**ENTRIES SUPPLIED**
==*==

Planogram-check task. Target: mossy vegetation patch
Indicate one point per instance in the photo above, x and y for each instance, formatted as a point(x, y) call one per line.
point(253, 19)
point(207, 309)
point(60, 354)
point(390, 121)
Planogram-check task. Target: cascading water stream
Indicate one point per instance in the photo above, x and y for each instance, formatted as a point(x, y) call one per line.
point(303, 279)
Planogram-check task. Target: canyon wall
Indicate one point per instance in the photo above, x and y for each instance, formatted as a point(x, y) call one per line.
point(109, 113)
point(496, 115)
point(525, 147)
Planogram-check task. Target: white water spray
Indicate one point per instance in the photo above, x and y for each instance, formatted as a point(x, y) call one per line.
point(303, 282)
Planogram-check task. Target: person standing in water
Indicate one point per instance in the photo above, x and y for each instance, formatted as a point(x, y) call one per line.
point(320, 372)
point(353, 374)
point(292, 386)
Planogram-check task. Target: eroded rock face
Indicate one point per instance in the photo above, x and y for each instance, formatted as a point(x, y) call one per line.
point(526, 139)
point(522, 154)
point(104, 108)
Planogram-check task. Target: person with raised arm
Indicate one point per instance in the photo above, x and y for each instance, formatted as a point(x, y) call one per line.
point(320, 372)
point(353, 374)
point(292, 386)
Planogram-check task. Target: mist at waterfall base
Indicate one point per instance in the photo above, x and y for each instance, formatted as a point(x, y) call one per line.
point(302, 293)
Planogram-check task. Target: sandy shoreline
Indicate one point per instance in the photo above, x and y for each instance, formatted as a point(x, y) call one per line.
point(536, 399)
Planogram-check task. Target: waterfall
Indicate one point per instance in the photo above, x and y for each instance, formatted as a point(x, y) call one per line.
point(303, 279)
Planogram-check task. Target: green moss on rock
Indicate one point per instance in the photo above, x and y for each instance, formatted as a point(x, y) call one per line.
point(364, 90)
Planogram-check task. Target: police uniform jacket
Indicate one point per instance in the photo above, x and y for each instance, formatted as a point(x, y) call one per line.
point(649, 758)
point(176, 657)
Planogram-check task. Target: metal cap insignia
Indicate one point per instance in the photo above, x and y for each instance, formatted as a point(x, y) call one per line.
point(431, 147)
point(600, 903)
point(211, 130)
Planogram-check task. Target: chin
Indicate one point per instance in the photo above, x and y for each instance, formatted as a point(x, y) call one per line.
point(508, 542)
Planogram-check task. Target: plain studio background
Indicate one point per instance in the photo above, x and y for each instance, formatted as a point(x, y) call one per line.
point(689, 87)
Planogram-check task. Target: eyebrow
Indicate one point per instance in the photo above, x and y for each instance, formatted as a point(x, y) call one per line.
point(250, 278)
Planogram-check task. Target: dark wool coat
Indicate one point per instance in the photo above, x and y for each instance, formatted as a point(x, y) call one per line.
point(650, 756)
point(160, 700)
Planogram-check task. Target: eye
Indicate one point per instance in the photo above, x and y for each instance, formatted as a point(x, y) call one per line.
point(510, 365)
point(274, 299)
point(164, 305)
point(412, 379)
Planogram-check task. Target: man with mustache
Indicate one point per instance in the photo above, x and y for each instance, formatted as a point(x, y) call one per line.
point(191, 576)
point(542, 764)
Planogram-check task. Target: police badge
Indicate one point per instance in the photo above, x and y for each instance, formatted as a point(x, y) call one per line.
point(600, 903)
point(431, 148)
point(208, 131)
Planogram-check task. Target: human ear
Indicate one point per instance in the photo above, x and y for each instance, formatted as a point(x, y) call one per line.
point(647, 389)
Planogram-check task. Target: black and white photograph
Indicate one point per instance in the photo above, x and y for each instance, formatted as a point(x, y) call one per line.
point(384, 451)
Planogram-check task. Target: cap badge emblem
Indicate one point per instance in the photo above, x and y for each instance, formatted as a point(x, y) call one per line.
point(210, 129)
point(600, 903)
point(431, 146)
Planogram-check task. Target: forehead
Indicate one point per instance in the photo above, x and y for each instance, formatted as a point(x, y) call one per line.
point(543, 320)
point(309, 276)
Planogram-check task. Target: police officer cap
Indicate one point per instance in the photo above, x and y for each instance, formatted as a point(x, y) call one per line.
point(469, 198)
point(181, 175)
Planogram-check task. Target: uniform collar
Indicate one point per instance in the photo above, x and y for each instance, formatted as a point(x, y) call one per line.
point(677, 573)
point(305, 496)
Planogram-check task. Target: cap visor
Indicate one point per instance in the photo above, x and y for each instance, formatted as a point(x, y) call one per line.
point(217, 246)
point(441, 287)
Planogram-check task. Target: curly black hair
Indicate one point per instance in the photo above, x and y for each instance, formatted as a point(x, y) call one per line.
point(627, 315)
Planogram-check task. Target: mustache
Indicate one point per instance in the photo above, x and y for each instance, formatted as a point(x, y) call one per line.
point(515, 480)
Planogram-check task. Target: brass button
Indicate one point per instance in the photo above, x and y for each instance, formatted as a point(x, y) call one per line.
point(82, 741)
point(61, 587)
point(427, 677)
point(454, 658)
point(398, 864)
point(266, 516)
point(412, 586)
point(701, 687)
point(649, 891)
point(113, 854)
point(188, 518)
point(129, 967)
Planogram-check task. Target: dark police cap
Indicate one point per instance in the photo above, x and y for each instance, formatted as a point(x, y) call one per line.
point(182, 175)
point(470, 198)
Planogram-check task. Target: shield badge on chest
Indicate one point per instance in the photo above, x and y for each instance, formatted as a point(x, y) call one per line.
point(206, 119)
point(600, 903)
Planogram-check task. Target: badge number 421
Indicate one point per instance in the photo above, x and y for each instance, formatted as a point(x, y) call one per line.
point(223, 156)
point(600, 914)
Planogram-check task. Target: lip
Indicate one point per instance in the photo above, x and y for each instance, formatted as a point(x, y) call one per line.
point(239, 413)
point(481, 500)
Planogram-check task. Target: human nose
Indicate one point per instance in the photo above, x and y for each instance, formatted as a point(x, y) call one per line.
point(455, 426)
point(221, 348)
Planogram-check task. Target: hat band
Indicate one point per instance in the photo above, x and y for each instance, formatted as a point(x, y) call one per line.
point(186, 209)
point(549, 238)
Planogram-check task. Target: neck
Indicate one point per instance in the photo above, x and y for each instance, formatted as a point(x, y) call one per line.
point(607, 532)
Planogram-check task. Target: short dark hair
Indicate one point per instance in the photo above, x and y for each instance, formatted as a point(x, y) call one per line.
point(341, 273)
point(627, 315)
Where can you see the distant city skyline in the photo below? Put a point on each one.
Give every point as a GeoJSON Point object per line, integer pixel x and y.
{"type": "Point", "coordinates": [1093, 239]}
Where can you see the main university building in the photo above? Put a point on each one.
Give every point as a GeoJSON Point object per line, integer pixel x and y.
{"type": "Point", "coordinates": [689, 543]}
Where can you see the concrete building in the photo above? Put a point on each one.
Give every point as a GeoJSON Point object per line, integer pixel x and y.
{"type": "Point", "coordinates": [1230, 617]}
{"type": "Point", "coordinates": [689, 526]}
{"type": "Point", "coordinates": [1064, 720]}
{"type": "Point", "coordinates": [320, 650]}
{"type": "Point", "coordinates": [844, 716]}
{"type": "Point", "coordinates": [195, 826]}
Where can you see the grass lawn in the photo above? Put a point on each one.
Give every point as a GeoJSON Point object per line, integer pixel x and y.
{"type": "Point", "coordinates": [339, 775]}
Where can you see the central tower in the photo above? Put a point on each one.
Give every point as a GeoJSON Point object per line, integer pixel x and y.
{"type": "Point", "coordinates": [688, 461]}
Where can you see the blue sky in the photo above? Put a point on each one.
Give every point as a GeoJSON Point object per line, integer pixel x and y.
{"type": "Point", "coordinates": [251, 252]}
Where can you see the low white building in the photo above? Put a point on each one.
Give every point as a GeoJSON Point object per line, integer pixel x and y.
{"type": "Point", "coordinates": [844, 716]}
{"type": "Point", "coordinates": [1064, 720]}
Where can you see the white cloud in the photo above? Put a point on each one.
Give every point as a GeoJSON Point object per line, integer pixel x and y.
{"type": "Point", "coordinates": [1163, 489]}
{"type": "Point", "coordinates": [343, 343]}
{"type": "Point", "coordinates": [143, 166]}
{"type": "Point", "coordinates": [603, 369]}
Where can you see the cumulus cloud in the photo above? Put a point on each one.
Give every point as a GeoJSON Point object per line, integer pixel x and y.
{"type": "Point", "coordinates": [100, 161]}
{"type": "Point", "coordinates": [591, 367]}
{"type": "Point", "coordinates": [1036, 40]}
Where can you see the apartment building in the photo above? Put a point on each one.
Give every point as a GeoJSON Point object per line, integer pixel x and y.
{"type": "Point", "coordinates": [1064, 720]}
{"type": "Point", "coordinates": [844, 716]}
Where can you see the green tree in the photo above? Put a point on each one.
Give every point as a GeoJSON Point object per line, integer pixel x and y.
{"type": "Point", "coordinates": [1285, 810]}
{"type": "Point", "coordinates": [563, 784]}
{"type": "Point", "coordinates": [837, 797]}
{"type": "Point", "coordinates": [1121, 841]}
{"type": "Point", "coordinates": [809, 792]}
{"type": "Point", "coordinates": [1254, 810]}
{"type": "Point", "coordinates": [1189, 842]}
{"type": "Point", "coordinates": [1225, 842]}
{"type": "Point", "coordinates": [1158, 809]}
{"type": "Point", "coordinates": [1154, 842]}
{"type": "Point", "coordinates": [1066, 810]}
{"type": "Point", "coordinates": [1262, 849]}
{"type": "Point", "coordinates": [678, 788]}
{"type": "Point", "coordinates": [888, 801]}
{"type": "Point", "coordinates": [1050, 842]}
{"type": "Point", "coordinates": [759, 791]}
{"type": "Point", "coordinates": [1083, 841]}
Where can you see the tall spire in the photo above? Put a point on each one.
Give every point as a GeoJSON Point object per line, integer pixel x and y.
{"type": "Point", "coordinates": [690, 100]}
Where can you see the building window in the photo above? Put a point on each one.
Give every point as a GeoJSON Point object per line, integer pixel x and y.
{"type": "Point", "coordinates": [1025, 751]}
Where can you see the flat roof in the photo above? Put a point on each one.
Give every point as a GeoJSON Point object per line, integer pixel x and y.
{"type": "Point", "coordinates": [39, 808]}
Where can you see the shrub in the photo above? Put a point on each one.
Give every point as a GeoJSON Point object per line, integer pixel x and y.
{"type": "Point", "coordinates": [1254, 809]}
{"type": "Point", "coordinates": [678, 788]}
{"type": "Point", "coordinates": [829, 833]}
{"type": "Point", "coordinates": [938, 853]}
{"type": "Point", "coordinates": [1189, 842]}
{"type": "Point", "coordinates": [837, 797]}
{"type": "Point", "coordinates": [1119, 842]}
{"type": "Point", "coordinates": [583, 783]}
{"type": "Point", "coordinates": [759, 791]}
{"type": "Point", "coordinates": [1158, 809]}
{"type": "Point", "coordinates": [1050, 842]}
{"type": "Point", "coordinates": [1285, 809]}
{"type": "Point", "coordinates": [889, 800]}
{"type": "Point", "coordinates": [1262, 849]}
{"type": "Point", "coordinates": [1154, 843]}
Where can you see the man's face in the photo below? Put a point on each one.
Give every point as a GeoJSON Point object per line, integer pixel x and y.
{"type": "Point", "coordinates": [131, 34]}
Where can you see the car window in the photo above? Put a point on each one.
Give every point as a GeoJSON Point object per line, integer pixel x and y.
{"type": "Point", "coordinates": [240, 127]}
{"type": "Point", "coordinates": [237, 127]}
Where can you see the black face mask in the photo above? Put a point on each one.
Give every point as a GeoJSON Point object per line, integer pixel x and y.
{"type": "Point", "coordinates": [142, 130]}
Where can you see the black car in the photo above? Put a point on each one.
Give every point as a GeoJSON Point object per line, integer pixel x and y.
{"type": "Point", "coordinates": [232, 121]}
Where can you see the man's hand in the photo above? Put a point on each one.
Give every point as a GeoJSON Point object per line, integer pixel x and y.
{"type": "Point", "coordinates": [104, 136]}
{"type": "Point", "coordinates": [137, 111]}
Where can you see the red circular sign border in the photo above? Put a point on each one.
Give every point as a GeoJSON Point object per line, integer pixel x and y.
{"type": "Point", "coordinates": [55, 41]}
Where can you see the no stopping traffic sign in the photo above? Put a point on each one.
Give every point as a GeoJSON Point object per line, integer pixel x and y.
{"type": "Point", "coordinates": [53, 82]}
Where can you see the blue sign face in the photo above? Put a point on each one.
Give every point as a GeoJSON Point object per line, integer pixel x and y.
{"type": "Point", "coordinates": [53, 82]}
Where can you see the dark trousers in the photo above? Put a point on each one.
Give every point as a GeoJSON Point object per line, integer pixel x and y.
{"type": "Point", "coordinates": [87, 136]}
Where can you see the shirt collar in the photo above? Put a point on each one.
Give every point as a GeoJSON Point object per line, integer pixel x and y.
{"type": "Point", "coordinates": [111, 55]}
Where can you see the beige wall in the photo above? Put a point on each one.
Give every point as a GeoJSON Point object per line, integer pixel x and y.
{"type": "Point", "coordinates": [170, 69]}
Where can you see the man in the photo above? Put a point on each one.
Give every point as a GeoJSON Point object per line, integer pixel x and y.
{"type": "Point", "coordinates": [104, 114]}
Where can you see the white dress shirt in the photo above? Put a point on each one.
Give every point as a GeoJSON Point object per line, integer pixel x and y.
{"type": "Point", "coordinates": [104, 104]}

==*==

Copy the data above word for word, starting at its first line and ending at the line that contains "point(104, 108)", including both of those lines.

**RESPONSE FOR THIS EXERCISE**
Planogram-check task. Target: mossy vegetation patch
Indicate one point per instance in the photo above, x and y for each instance, formatted as a point(x, y) call one per line.
point(253, 19)
point(207, 309)
point(60, 354)
point(390, 121)
Planogram-check task. Target: cascading water stream
Indicate one point per instance in the photo above, x and y for each instance, formatted as a point(x, y) call one per line.
point(303, 279)
Planogram-check task. Target: canyon wall
Indicate one point per instance in the photo above, x and y for each instance, formatted as a point(x, y) call one per line.
point(109, 113)
point(496, 115)
point(525, 147)
Planogram-check task. Target: white water spray
Indicate one point per instance in the photo above, x and y for each instance, formatted as a point(x, y) call one per line.
point(303, 282)
Planogram-check task. Target: person standing in water
Indicate one point per instance in the photo above, x and y for each instance, formatted as a point(x, y) call one per line.
point(320, 372)
point(353, 374)
point(292, 386)
Planogram-check task. Target: eroded rock face
Indicate one point per instance in the photo above, x and y for each instance, formatted as a point(x, y) call one per line.
point(526, 139)
point(522, 154)
point(104, 108)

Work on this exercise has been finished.